To do:
Rewrite every entry below, replacing "supply" with "provide" and leaving everything else unchanged.
────────────────────────────────────────
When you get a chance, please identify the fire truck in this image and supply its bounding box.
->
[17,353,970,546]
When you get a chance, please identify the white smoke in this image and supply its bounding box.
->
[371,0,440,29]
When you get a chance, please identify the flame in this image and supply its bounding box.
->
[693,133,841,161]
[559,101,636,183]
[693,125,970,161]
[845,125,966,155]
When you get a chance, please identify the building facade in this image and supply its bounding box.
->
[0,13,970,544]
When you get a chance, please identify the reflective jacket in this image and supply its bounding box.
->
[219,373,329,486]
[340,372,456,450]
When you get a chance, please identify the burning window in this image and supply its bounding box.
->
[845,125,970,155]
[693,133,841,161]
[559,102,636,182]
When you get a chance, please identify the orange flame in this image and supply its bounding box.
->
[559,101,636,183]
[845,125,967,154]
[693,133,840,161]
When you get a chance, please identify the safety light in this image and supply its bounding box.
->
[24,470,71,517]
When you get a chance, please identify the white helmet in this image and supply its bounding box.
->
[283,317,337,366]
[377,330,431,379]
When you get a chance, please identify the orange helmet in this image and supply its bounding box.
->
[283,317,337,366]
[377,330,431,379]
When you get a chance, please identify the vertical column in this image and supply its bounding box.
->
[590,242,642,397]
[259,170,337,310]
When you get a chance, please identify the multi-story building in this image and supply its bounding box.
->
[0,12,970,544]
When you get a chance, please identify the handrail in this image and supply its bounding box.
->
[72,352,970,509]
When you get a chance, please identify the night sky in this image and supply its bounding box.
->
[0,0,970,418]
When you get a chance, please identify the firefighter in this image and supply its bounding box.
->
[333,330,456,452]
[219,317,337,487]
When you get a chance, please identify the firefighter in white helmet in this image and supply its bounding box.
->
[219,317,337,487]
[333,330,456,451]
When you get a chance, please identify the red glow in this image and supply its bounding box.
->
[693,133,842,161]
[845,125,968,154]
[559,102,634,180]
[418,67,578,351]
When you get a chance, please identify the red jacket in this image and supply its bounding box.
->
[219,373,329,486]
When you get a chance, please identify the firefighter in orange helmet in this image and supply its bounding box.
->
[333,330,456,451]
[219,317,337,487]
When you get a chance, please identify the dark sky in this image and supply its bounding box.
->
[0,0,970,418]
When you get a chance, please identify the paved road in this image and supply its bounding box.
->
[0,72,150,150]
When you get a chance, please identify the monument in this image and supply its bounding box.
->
────────────────────────────────────────
Result of this exercise:
When you get a chance, please identify the fire truck in this image and provide its bounding box.
->
[17,353,970,546]
When you get a chance, please identify the white smoke in this image and provide its bounding box.
->
[371,0,440,29]
When you get a chance, please identify the flame in this image and provide its bounding box.
->
[693,133,841,161]
[559,101,636,183]
[693,125,970,161]
[845,125,966,155]
When you get a chance, please identify the building facade in this image and provide its bounding box.
->
[0,13,970,544]
When you get a chance, please identify the reflective jacket in this image and provide its bounding box.
->
[219,373,329,486]
[340,372,456,450]
When you get a chance, please identify the burning window in this image and provide its bounding box.
->
[845,125,970,155]
[693,133,841,161]
[559,102,636,182]
When you get a chance, please identify the orange flame in this image and provide its bounding box.
->
[559,101,636,183]
[845,125,967,154]
[693,133,840,161]
When you get a chance, please identify the safety light in this image and provide its bounding box.
->
[24,470,71,517]
When you get a chance, please identify the white helmet in this image and provide its bounding box.
->
[283,317,337,366]
[377,330,431,379]
When you get a chance, please identify the orange helmet in this image and provide its bounding box.
->
[283,317,337,366]
[377,330,431,379]
When you get a chance, please identify the vertical column in this image and provide its bounding box.
->
[590,242,642,397]
[259,170,337,310]
When you get a chance, please identify the multi-story building in this image and provide its bounding box.
->
[0,12,970,544]
When you get a chance, please identify the handrail in this image and provide its bounding box.
->
[72,352,970,509]
When you get a chance, please identify the night sky in this image and provide its bounding box.
->
[0,0,970,418]
When you get a chance, please identify the firefighter in this image and provide its bounding box.
->
[333,330,456,452]
[219,317,337,487]
When you get a chance, please identify the firefighter in white helmet in this image and provide its bounding box.
->
[219,317,337,487]
[333,330,456,451]
When you get a chance, please identify the red glow in this image and provide its bounding box.
->
[693,133,842,161]
[845,125,968,154]
[559,102,634,180]
[418,67,578,351]
When you get a chance, please identify the red jacket in this image and provide its bounding box.
->
[219,373,329,486]
When you get a chance, please identify the firefighter in orange helmet in this image and provide its bounding box.
->
[333,330,456,451]
[219,317,337,487]
When you get a chance, please identify the dark sky in this image and provide its bounding box.
->
[0,0,970,418]
When you get a chance, please identify the paved road in this image and provide its bounding box.
->
[0,72,150,150]
When you get a chance, please identify the monument in this image and provide its bounding box.
->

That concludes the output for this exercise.